=== Exercise prompt ===
Set down every record below exactly as it stands, with the pictures omitted.

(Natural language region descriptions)
:::::

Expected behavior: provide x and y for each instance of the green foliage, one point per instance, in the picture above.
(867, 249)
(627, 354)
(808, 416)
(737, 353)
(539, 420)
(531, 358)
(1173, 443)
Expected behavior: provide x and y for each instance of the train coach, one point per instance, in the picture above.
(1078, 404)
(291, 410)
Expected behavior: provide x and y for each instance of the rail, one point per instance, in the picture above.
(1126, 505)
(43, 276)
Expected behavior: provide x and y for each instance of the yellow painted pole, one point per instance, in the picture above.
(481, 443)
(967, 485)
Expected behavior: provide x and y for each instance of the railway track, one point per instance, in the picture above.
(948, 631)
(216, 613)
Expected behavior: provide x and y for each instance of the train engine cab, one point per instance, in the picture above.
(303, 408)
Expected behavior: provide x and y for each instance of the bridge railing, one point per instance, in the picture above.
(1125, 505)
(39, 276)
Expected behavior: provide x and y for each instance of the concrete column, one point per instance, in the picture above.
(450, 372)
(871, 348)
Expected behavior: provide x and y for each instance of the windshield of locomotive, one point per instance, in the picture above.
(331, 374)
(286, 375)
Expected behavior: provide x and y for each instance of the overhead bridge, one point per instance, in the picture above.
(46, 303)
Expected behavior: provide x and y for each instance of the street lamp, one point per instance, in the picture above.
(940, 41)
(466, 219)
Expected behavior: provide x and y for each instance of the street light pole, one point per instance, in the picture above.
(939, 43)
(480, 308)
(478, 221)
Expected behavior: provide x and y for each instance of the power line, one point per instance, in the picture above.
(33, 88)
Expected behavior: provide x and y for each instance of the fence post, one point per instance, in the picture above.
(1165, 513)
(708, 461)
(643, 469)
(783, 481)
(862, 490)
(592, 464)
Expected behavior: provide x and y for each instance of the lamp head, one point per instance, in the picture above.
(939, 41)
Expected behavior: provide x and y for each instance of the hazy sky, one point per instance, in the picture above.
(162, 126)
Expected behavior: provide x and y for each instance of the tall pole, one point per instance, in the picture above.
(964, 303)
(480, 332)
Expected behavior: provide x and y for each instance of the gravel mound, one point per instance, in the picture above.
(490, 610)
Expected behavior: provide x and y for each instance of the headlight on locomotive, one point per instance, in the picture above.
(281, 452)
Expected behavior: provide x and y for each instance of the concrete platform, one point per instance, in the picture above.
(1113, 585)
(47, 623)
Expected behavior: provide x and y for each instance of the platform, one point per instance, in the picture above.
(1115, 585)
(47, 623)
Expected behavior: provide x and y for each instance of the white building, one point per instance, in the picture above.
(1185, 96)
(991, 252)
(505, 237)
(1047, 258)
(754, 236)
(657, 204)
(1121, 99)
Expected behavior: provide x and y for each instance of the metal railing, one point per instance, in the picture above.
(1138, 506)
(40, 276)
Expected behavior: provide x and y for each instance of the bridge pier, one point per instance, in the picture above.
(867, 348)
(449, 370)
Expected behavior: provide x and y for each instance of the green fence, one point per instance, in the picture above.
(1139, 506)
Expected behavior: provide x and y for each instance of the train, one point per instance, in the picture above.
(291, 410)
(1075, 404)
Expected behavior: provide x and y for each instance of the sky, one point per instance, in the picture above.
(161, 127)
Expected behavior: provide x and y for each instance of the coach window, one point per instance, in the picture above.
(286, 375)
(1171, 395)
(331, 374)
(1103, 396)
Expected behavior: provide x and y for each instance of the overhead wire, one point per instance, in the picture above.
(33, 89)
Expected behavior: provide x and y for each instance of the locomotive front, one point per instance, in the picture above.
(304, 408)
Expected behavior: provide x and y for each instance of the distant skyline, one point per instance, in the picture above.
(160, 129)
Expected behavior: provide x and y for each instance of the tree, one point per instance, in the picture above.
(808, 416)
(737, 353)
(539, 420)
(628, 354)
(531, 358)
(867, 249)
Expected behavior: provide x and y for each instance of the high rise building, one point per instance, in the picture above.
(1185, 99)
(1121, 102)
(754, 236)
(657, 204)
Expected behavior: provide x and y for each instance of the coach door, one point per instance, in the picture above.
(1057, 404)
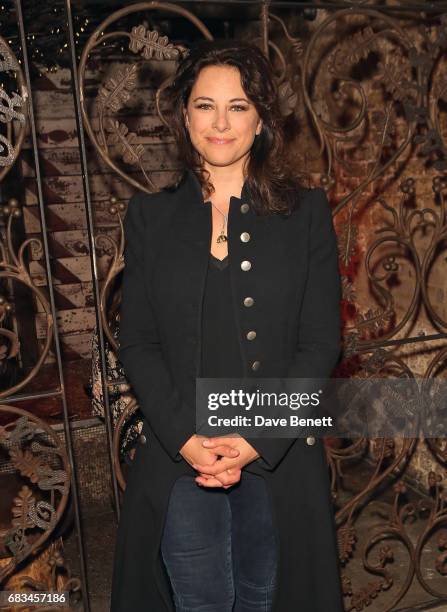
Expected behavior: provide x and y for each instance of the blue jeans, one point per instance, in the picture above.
(219, 547)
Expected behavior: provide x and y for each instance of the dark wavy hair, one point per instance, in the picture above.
(271, 181)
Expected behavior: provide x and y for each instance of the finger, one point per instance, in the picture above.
(213, 442)
(210, 482)
(226, 451)
(219, 466)
(229, 478)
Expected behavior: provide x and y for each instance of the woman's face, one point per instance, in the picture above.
(221, 121)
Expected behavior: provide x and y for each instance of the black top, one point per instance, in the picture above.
(221, 356)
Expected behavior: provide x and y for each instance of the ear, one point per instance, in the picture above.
(185, 116)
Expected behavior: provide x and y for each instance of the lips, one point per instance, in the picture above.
(220, 140)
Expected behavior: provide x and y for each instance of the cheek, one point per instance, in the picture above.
(199, 124)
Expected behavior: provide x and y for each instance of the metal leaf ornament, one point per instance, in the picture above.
(117, 89)
(119, 135)
(154, 46)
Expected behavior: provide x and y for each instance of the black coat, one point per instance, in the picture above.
(295, 284)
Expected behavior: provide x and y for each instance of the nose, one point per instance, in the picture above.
(221, 121)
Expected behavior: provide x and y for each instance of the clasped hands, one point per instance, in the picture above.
(219, 460)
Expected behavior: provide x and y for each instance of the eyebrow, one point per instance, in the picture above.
(211, 99)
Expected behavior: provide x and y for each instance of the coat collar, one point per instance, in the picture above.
(191, 189)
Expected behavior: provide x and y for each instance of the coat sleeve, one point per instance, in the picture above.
(140, 351)
(319, 335)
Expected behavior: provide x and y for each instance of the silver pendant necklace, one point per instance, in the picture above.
(222, 236)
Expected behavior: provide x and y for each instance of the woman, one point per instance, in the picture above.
(232, 272)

:::::

=== Expected answer ===
Expected behavior: provide x and y for each instance of the green foliage, one point per instance, in the picture above.
(867, 249)
(627, 354)
(808, 416)
(737, 353)
(539, 420)
(531, 358)
(1173, 443)
Expected behavior: provide x and y for each instance of the train coach, one point per instance, in the picture above.
(1078, 404)
(291, 410)
Expected behavior: provide x and y for each instance of the rail, one point per instance, in the picture above.
(1126, 505)
(43, 276)
Expected behavior: provide x and y for each instance of the yellow painted pole, one point per instance, in the picture above.
(481, 443)
(967, 485)
Expected behavior: provide x and y for each instance of the railway track, one point per instance, in the picture above.
(948, 631)
(216, 613)
Expected behavior: provide x and y for each instance of the train engine cab, one point per instance, in the picture above.
(303, 408)
Expected behavior: provide x and y for each instance of the bridge railing, one point per instance, in the picture above.
(1125, 505)
(39, 276)
Expected behavior: provide x and y for each instance of the concrete column, one point per instance, in the picture above.
(450, 372)
(871, 348)
Expected behavior: provide x and y for each instance of the windshield of locomotive, one point per instance, in the picture above.
(331, 374)
(286, 375)
Expected behavior: provide x and y for each instance of the overhead bridge, one point per instance, in the picture above.
(46, 303)
Expected behavior: provide x and y for each instance of the street lamp, one point per instance, in the picture above.
(940, 41)
(466, 219)
Expected behavior: provide x and y for each instance of the street light pole, one point per instance, in the picture above.
(939, 43)
(480, 308)
(478, 221)
Expected behavior: provide x and y for each instance of the power line, one point per instance, in the picture above.
(33, 88)
Expected behavior: provide x and y for each instance of the fence post, one point per instance, in the picture above.
(1165, 513)
(708, 461)
(643, 469)
(783, 481)
(862, 490)
(592, 464)
Expected behavior: provide x and y for each instance of the lamp head, one point per instance, in the picture above.
(939, 41)
Expected behavior: provide x and y for each instance of the hazy sky, one point per instance, in the picture above.
(162, 126)
Expected behavior: provide x and y for each instance of the tall pole, one point per instance, in the picture above.
(964, 303)
(480, 332)
Expected behavior: provide x and y for each instance of the gravel mound, one point per instance, in the picture above.
(490, 610)
Expected behavior: provide x and y for each instance of the headlight on locomotive, one point per instance, in the picture above.
(281, 452)
Expected behavior: provide x and y for each instance of the concrete platform, one point per instance, in the picture above.
(1113, 585)
(47, 623)
Expected behavior: provide x and y for each instance of the platform, one point per instance, in the picture above.
(1115, 585)
(47, 623)
Expected behavior: provide x and y for each instance of the white building, one point per instance, in the picture above.
(1185, 96)
(991, 252)
(505, 237)
(1047, 258)
(754, 236)
(657, 204)
(1121, 99)
Expected behavior: provide x and y for each instance of the metal railing, one point per instance, in the picture above.
(1138, 506)
(40, 276)
Expected behavior: provide x and y for each instance of the bridge pier, one point per instance, in the picture above.
(867, 348)
(449, 370)
Expected behavior: provide x and y for each instance of the green fence, one point per instance, in the picture above.
(1139, 506)
Expected behavior: provide x and y for each instance of the train, one point per instance, in the picture above.
(291, 410)
(1075, 404)
Expected behavior: provide x and y for each instance of the sky, one point per instance, in the picture above.
(161, 127)
Expected behavior: provide x and y for each instance of the coach window, one point per instance, in the picture above.
(286, 375)
(1171, 395)
(331, 374)
(1103, 396)
Expected behavior: provide x and y for each instance of the overhead wire, one point per instance, in the picture above.
(33, 89)
Expected behavior: provide x and y for each instance of the locomotive front, one point per instance, in the picture above.
(304, 408)
Expected behavior: provide x and y for each instance of the distant skyline, one point per instance, in the picture above.
(160, 129)
Expected behavior: provide x and y for each instance of the tree, one point per instance, in the picture above.
(808, 416)
(737, 353)
(539, 420)
(628, 354)
(531, 358)
(867, 249)
Expected behavior: provide x and y for each instance of the high rise building, one point per instance, in the picture above.
(1185, 99)
(1121, 102)
(754, 236)
(657, 204)
Expected behavior: provide x and y for each instance of the coach door, one point per instance, in the picture above.
(1057, 404)
Expected behavior: provide x and y for each instance of the blue jeans, one point per instance, in the picture above.
(219, 547)
Expected behavior: provide x and y for each instance of the dark wavy hair, one point per instance, in the picture above.
(271, 181)
Expected behavior: provide x and y for each instance of the finger, one point per instance, in the picture above.
(213, 442)
(210, 482)
(226, 451)
(219, 466)
(229, 478)
Expected behavior: provide x and y for each instance of the woman's face, one point per instance, in the picture above.
(221, 121)
Expected behavior: provide x and y for each instance of the black top, one point per instance, in the picture above.
(221, 356)
Expected behavior: provide x and y for each instance of the ear, one point per instance, in the picture above.
(185, 116)
Expected behavior: provide x and y for each instance of the lips, one point per instance, in the picture above.
(220, 140)
Expected behavior: provide x and y for each instance of the cheek, one point per instance, in the picture above.
(199, 124)
Expected behavior: provide x and y for each instance of the metal leaf ornament, one point per instance, in the picture above.
(117, 89)
(119, 135)
(154, 46)
Expected behavior: provide x and y for each instance of the black coat, one point per instance, in the picture above.
(295, 284)
Expected behavior: provide x and y for each instance of the nose, one point per instance, in the picture above.
(221, 121)
Expected behavior: provide x and y for each instance of the clasped hands, one point per instance, in the picture above.
(219, 460)
Expected behavior: provide x and y for each instance of the eyebrow, one point per instance, in the picture above.
(211, 99)
Expected behavior: provide x and y for each instance of the coat collar, one point per instance, in the picture above.
(191, 189)
Expected behavior: provide x and y for each instance of the coat sleeve, one point per instance, in the picture above.
(140, 351)
(319, 335)
Expected behavior: provide x and y for each instance of the silver pendant necklace, one point per instance, in the picture above.
(222, 236)
Expected behavior: provide x and y for each instance of the woman, one point per instance, in the picture above.
(232, 272)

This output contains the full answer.